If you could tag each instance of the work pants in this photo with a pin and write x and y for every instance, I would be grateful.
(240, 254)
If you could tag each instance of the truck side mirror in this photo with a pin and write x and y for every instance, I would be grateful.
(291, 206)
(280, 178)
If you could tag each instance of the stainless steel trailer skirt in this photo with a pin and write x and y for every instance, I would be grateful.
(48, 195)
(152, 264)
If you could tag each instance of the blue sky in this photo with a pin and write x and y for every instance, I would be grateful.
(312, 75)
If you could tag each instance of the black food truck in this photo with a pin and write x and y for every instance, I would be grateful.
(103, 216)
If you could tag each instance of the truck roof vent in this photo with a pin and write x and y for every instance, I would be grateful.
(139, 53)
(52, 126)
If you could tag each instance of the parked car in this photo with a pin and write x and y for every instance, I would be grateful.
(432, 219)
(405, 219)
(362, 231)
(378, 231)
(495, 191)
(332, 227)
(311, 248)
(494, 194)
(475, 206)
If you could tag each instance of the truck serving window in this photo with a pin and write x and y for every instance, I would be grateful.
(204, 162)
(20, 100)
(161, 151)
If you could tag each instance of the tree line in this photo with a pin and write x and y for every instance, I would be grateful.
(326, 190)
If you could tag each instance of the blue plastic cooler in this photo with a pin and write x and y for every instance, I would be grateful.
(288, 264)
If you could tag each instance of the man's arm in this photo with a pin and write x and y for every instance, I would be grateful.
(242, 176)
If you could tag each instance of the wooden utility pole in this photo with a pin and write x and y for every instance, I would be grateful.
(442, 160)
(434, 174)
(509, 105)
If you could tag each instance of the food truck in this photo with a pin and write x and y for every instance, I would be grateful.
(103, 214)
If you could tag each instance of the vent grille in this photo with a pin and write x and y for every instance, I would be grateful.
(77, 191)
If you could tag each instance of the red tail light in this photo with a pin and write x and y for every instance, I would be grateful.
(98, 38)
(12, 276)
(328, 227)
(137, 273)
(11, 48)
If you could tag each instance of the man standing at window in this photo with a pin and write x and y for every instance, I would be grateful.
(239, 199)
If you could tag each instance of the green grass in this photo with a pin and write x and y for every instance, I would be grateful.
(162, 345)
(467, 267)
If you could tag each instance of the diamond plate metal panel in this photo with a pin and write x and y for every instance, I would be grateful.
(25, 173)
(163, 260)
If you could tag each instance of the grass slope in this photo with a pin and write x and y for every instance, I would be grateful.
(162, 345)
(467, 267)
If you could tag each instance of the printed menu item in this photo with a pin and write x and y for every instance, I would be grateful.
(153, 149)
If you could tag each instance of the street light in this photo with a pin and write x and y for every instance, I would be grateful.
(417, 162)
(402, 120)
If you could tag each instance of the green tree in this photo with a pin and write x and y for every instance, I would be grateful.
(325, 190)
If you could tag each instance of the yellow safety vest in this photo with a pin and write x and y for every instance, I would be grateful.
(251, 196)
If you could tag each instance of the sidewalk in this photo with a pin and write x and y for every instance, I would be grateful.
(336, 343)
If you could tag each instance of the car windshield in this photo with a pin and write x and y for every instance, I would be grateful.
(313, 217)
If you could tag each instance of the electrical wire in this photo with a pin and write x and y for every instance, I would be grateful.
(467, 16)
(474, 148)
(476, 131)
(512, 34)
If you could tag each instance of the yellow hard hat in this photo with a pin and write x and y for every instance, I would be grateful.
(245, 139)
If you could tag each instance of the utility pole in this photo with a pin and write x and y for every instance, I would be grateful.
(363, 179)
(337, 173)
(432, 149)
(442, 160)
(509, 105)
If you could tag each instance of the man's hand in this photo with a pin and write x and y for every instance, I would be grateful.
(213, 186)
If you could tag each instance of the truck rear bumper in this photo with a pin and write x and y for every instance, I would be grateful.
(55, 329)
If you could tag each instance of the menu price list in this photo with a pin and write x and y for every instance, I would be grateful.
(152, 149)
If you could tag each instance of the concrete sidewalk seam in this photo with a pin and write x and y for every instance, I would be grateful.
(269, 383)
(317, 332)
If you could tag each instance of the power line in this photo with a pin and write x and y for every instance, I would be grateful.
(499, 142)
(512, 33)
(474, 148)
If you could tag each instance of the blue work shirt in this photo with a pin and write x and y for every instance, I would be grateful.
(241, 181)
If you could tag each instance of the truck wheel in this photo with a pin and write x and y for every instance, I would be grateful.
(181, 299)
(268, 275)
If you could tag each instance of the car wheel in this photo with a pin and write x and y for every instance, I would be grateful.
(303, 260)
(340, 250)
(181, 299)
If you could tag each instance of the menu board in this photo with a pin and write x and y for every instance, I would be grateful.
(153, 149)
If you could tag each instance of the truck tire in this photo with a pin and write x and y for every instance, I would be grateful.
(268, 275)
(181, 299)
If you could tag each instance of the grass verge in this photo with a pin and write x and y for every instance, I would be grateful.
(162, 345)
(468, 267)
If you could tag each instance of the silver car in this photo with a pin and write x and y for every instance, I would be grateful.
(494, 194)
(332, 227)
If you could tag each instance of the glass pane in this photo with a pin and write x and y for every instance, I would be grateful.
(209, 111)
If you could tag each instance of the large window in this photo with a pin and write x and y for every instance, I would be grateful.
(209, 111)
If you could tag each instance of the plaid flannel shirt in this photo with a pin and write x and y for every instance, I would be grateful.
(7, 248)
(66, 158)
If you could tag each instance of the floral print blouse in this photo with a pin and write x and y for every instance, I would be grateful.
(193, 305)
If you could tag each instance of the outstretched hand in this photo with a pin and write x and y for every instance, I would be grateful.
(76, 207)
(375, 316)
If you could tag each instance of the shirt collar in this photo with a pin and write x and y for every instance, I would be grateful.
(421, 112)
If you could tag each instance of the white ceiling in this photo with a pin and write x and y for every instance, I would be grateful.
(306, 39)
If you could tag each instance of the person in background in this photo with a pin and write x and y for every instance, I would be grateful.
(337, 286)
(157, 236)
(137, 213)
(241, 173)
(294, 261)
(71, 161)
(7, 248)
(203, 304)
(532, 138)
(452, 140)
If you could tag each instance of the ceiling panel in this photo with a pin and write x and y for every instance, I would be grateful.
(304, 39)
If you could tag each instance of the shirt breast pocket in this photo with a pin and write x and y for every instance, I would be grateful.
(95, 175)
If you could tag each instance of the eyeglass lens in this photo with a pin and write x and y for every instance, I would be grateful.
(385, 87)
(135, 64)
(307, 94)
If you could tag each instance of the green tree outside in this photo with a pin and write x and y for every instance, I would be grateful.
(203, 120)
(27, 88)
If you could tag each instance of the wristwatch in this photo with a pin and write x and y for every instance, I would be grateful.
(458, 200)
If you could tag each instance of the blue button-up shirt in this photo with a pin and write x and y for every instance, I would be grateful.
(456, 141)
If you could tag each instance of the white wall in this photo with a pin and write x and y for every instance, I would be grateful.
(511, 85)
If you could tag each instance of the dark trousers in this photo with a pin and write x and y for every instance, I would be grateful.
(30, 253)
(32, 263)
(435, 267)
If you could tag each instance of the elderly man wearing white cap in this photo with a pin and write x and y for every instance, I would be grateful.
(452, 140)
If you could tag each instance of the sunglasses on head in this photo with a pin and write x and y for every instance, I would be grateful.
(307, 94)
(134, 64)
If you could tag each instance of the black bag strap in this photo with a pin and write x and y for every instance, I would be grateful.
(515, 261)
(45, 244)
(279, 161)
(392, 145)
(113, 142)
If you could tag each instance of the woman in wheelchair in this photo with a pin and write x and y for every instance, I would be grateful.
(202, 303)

WHAT IS BEING ASKED - Copy out all of the records above, swapping every "tag" for "mark" and leaving everything else unchanged.

SOLUTION TO THE EXERCISE -
If you could mark each instance of the work pants in this photo with a pin and write x and y for every instance, I would be grateful.
(240, 254)
If you could mark each instance of the truck side mirror in this photo with a pin and write x and y for every instance, I would be grateful.
(291, 206)
(280, 178)
If you could mark each instance of the stainless steel trailer skirt in this photo with a pin and write x and y for every instance, I would be grateful.
(48, 195)
(152, 264)
If you could mark each instance of the blue sky in this photo with a pin and write x and y for every instance, I would be grateful.
(312, 75)
If you could mark each instance of the black food truck in this photo with a pin and write x and y for every instance, I would be grateful.
(103, 216)
If you could mark each instance of the truck roof vent in this photo with a pin and write x and y for every instance, I would be grateful.
(139, 53)
(52, 126)
If you could mark each instance of the parked car in this photo with a pin and write x and y for every instance, I would be grateful.
(432, 219)
(405, 219)
(362, 231)
(378, 231)
(495, 191)
(332, 227)
(311, 248)
(494, 194)
(475, 206)
If you could mark each instance of the truck serving window in this photo with a pin and write x and y for every instance, I would be grateful.
(204, 162)
(20, 100)
(161, 151)
If you could mark each instance of the tree line in this photo with a pin and write x and y for every instance, I would be grateful.
(326, 190)
If you could mark each instance of the blue plastic cooler in this photo with a pin and write x and y for every instance, I would be grateful.
(288, 264)
If you could mark each instance of the man's arm in this photo with a pin and write x and y for every instance, I would be grateful.
(242, 176)
If you could mark each instance of the wooden utility pole in this photo with a pin and write x and y for every instance, I would be grateful.
(442, 160)
(434, 174)
(509, 105)
If you could mark each instance of the food truck in this photo with a pin and write x and y for every instance, I would be grateful.
(103, 214)
If you could mark each instance of the vent grille in this photo with a pin and write x and y for every instance, I would be grateful.
(77, 191)
If you could mark each instance of the red tail light in this photo with a pin and write x and y for every instance, I would be grateful.
(98, 38)
(12, 276)
(328, 227)
(137, 273)
(11, 48)
If you could mark each instance of the man standing at window in this photo with a pin and write x and y for every instance, I would be grateful.
(239, 199)
If you could mark each instance of the green grass in this photo with a pin and write x and y for every instance, I would be grateful.
(162, 345)
(467, 267)
If you could mark each instance of the diamond plate metal panel in this photo with a pin and write x and y for every instance, I would be grateful.
(25, 173)
(163, 260)
If you could mark each instance of the grass slope in this photo with a pin and write x and y for every instance, I would be grateful.
(162, 345)
(467, 267)
If you could mark each instance of the printed menu item in this photo with a pin and write x and y for every instance, I would be grateful.
(153, 149)
If you could mark each instance of the street light in this photo with a pin and write x and y for every instance, I would be grateful.
(417, 162)
(402, 120)
If you could mark each instance of the green tree in this photo with a pin and write x and y for every instance, I would be grateful.
(325, 190)
If you could mark each instance of the yellow safety vest in this photo with a pin and write x and y for every instance, I would be grateful.
(251, 196)
If you could mark each instance of the sidewalk in this photo with a pin and write x and y for every instance, I would be grateful.
(336, 343)
If you could mark each instance of the car windshield in this photo with a pin and write x and y for every instance, I would be grateful.
(313, 217)
If you could mark each instance of the electrical wire in this photo with a pin and write x and y for every instance, I would be grateful.
(467, 16)
(474, 148)
(476, 131)
(512, 34)
If you could mark each instance of the yellow hard hat in this photo with a pin and write x and y for every instance, I would be grateful.
(245, 139)
If you could mark each instance of the utility pole in this photo with a pin and write x and y for every instance, I would be grateful.
(363, 179)
(337, 173)
(432, 149)
(442, 160)
(509, 105)
If you could mark each instance of the man's hand in this photo with a pin and write x and y for every instance, I would be grateful.
(213, 186)
If you could mark each instance of the truck rear bumper in this photo with a pin and write x and y for every instance, I would be grateful.
(55, 329)
If you could mark each instance of the menu price list in this photo with a pin and write x and y for every instance, I would be grateful.
(152, 149)
If you could mark each instance of the concrete sidewalk seam in this photo with a pin and write x and y for every instance, I would be grateful.
(269, 383)
(317, 332)
If you could mark each instance of the power line in this photo with a pin and write x and y for every instance, I would be grateful.
(499, 142)
(512, 33)
(474, 148)
If you could mark each instance of the blue work shirt in this photo with a pin and write x and y for every instance, I would be grateful.
(241, 181)
If you could mark each instance of the truck wheel in this photo with a pin and write x and y for every instance, I would be grateful.
(181, 299)
(268, 275)
If you could mark each instance of the car wheel in this photo with a pin and write x and y for every instance, I would be grateful.
(303, 260)
(340, 250)
(181, 299)
If you could mark each instance of the menu board in this photo with a pin and write x and y for every instance, I would be grateful.
(153, 149)
If you could mark each instance of the truck tire in this photo with a pin and write x and y for every instance, I would be grateful.
(268, 275)
(181, 299)
If you could mark each instance of the grass verge in this photo with a pin and write x and y for every instance, I would be grateful.
(162, 345)
(468, 267)
If you could mark each instance of the silver car in this photo with a pin and write x and y for every instance, I would be grateful.
(494, 194)
(332, 227)
If you could mark each instance of the glass pane in this photo with a pin and write x and y for every instance, I would be grateful.
(209, 111)
If you could mark each instance of the large window in this photo with a pin and write x and y for every instance, I would be grateful.
(209, 111)
If you could mark each instance of the plaid flannel shirt in this photo with a pin and write x and y for every instance, I would be grateful.
(7, 248)
(66, 158)
If you could mark each instance of the floral print blouse in this photo with a pin and write x and y for every instance, I would be grateful.
(193, 305)
If you could mark each instance of the outstretched hand in this photo with a pin and write x and y for every instance, I would be grateful.
(76, 207)
(375, 316)
If you could mark each instance of the shirt collar in this photo with a pin and write x and y for every instance, I would be grateful.
(421, 112)
If you could mark each instance of the white ceiling in this photo with a pin and write x and y for every instance, I would be grateful.
(306, 39)
If you could mark each instance of the person in background in this photo with a pin and write x and y for every instance, I would be grateful.
(337, 286)
(157, 236)
(137, 213)
(241, 173)
(294, 261)
(71, 161)
(7, 248)
(203, 304)
(532, 138)
(452, 140)
If you could mark each instance of the ceiling panel in this photo with a pin and write x and y for every instance, I would be grateful.
(304, 39)
If you could mark each instance of the shirt breast pocket in this photo with a pin and write x and y for every instance, I would be grateful.
(95, 175)
If you could mark each instance of the eyeglass lens in this photo with a pin and write x and y for every instance, I would be grateful.
(385, 87)
(135, 64)
(307, 94)
If you could mark each instance of the green tree outside in this photo with a pin and write x and y for every instance, I would be grateful.
(203, 120)
(27, 88)
If you could mark each instance of the wristwatch in this photo with a pin and write x and y for every instance, I would be grateful.
(458, 200)
If you could mark each instance of the blue button-up shirt in this photo with a pin and write x and y for every instance, I would be grateful.
(456, 141)
If you could mark each instance of the white wall in this photo with a pin and write x and y for every instance, I would be grateful.
(511, 85)
If you could mark each instance of the dark trousers in this photo with a pin and write x and y for every instance, I would be grateful.
(30, 253)
(32, 263)
(435, 267)
If you could mark each instance of the elderly man wearing white cap in this photo with a pin and write x and y for every instance, I would be grateful.
(452, 140)
If you could mark each instance of the sunglasses on head in this photo with a pin and write x and y for every instance, I would be grateful.
(307, 94)
(134, 64)
If you could mark each instance of the black bag strap in this photo with a pin and write x and y for every instance, I would be grateful.
(515, 261)
(45, 244)
(279, 161)
(392, 145)
(113, 142)
If you could mark each instance of the woman in wheelchair in this photo with a pin and write x and y for every instance, I would be grateful.
(202, 303)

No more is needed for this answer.